**COMPLETE THE FOLLOWING**
**A.** In the text on unit testing, which program is recommended for defining the unit tests?
**B.** Transcribe the stretch of the text on unit testing from "Unit testing assumes" through "test source data.".

Rabbit in a Hat can generate a framework for creating a set of unit tests. The framework consists of a set of R functions tailored to the source and target schema in your ETL. These functions can then be used to define the unit tests.
Unit testing assumes that you have your data in source format somewhere in a database. You should already have created an ETL process that will extract from the source database, transform it into CDM format, and load it into a CDM schema. The unit test framework can be used to make sure that your ETL process is doing what it is supposed to do. For this you will need to create a new, empty database with exactly the same structure as your source database, and a new empty database where a test CDM database will live. The testing framework can be used to insert test data into the empty source schema. Next, you can run your ETL process on the test data to populate the test CDM database. Finally, you can use the framework to verify that the output of the ETL in the test CDM database is what you’d expect given the test source data.
These are the steps to perform unit testing:
It is advised to use R-Studio for defining your unit tests. One reason is that RStudio will automatically prompt you with possible function and argument names after you’ve only typed the first few characters.

**SUPPLIED INFORMATION**
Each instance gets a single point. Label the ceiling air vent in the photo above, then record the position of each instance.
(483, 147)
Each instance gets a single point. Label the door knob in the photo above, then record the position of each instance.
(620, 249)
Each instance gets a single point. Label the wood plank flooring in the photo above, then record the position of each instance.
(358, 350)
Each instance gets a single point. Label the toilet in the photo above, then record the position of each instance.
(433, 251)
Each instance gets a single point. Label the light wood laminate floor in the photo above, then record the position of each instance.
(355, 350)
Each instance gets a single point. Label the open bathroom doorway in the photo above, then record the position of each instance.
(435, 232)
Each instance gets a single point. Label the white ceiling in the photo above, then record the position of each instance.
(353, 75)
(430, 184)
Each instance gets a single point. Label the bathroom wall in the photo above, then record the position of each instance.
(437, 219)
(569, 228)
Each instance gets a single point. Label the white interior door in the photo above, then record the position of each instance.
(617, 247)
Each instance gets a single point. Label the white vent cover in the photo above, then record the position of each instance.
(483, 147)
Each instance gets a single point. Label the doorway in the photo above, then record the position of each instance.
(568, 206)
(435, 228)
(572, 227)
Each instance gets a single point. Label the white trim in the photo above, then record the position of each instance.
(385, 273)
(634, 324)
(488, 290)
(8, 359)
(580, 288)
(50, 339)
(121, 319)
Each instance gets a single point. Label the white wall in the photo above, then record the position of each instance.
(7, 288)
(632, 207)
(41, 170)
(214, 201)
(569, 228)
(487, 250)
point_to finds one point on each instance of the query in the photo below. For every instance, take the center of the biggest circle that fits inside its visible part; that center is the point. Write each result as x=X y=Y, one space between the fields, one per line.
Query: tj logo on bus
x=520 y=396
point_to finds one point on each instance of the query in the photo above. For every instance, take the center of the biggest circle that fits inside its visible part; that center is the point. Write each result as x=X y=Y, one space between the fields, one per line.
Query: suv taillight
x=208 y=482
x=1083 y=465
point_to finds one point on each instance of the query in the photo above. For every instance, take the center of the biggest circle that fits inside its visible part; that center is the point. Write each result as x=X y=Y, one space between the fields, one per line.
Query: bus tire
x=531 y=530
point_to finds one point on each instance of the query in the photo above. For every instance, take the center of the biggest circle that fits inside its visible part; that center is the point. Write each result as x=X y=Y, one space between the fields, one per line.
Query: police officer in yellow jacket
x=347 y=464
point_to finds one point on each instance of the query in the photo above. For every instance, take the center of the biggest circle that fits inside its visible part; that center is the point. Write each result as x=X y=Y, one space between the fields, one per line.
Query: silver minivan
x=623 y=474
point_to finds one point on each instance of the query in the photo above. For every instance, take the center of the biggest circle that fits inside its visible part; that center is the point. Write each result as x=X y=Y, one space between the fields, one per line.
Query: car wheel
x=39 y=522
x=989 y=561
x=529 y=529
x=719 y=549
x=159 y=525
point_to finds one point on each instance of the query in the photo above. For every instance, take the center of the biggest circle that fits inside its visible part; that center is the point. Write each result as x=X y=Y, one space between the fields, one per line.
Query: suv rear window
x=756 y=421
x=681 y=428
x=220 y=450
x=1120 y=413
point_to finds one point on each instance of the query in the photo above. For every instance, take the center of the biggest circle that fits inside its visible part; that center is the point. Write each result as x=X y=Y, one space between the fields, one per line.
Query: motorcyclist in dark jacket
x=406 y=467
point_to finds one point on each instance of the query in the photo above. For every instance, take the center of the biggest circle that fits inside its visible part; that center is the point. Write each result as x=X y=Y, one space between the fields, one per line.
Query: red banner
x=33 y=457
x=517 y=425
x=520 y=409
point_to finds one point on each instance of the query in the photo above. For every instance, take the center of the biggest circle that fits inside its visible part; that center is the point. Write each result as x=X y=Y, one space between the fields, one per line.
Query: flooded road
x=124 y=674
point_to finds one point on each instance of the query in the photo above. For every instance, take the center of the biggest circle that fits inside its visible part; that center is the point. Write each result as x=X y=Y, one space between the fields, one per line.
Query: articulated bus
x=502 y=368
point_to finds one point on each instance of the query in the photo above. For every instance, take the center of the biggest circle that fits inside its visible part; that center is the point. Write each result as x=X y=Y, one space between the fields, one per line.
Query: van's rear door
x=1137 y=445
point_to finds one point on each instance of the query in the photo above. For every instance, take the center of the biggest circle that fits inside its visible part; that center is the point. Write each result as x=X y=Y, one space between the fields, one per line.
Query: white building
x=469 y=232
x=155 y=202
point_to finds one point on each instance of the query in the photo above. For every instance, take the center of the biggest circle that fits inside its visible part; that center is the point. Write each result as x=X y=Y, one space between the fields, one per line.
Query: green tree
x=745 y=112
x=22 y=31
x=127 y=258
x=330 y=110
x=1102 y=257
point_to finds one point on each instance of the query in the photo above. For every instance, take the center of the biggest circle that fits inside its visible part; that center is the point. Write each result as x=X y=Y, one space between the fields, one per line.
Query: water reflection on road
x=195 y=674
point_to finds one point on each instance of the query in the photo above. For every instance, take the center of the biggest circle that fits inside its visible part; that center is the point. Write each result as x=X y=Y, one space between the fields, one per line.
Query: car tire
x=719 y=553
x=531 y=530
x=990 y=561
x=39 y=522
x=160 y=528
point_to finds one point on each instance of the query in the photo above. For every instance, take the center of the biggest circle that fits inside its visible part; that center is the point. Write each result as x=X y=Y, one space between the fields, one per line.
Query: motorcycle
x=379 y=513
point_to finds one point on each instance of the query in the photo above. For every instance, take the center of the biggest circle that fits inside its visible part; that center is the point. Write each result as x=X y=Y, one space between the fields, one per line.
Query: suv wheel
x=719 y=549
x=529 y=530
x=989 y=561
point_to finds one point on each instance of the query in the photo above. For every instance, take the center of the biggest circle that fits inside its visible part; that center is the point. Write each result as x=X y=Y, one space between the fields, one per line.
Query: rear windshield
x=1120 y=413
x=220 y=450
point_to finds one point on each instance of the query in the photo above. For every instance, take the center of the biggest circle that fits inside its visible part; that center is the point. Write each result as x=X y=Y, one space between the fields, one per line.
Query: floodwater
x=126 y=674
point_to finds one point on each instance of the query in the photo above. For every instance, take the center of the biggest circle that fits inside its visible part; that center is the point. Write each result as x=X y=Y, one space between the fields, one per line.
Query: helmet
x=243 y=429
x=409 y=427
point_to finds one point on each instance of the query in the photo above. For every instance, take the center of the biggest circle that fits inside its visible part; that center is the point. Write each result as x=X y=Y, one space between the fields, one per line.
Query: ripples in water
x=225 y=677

**FULL ANSWERS**
**A.** R-Studio.

**B.**
Unit testing assumes that you have your data in source format somewhere in a database. You should already have created an ETL process that will extract from the source database, transform it into CDM format, and load it into a CDM schema. The unit test framework can be used to make sure that your ETL process is doing what it is supposed to do. For this you will need to create a new, empty database with exactly the same structure as your source database, and a new empty database where a test CDM database will live. The testing framework can be used to insert test data into the empty source schema. Next, you can run your ETL process on the test data to populate the test CDM database. Finally, you can use the framework to verify that the output of the ETL in the test CDM database is what you’d expect given the test source data.